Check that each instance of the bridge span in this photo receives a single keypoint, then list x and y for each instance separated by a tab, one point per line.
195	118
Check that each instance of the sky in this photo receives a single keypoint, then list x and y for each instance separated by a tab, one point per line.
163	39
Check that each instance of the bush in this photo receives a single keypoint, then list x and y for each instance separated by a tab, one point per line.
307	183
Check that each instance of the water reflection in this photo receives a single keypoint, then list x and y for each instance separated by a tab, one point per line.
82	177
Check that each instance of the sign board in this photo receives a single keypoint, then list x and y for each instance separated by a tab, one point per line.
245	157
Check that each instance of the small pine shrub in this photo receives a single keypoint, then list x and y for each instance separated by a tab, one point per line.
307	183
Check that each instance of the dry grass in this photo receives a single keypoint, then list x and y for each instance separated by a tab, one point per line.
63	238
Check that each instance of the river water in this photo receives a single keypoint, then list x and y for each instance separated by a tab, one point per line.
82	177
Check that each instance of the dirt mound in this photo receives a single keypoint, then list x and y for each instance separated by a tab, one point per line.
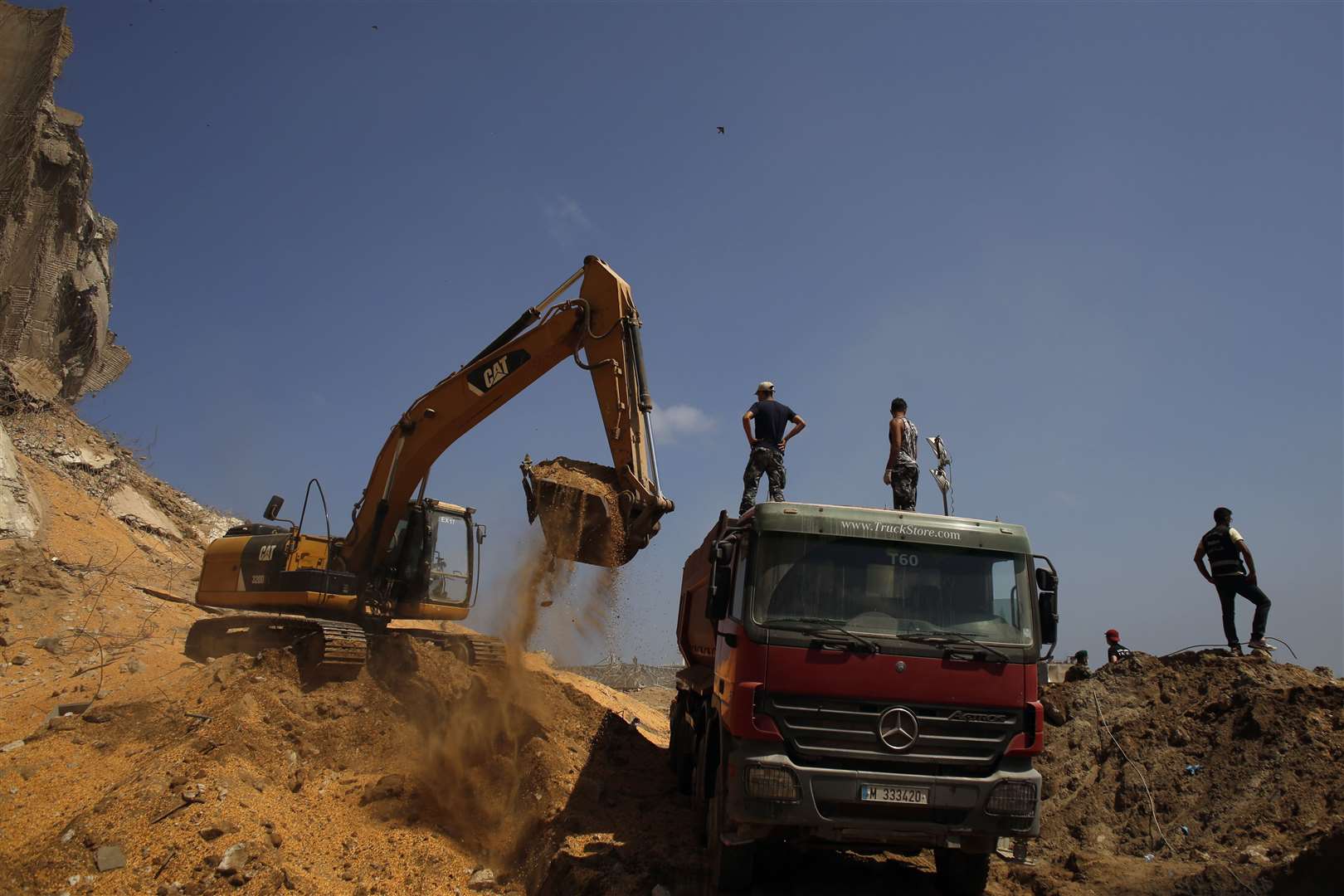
* * *
--- EXERCISE REQUIREMENTS ---
Give the data again exactly. Keep the images out.

--- RESULT FOR THIS EXERCISE ---
Check that each instance of the bridge span in this photo receives a single keypoint, then list x and y for each instance separated by a tab, one point per line.
195	118
Check that each instance of the sky in this photo receives a single keypoint, then list x and y for each instance separated by a tab, one point per line.
163	39
Check that each instance of the bush in this photo receives a single keypoint, then list x and y for each instance separated by a tab, one point per line.
307	183
Check that each instance of the water reflection in this photo receives a single keypoint, then list x and y for each instance separated by a tab, one point per line.
82	177
Check that each instance of the sign board in this photo receives a single keypoint, then list x and y for each instance separated by a tab, one point per line.
245	157
Check that each instance of the small pine shrub in this photo receives a single keypoint, then list x and y for each instance separated by a tab, one point per line.
307	183
Check that each instance of the dry grass in this photo receives a single keypoint, then list x and y for each instance separated by a tab, one point per line.
63	238
Check that each instance of the river water in this photo receives a single keypoint, then list x and y for each instance separated by a tab, one point per line.
82	177
Check that each instance of the dirt mound in this photo receives a single keypoint, then list x and y for each instance separated by a tab, one point per line.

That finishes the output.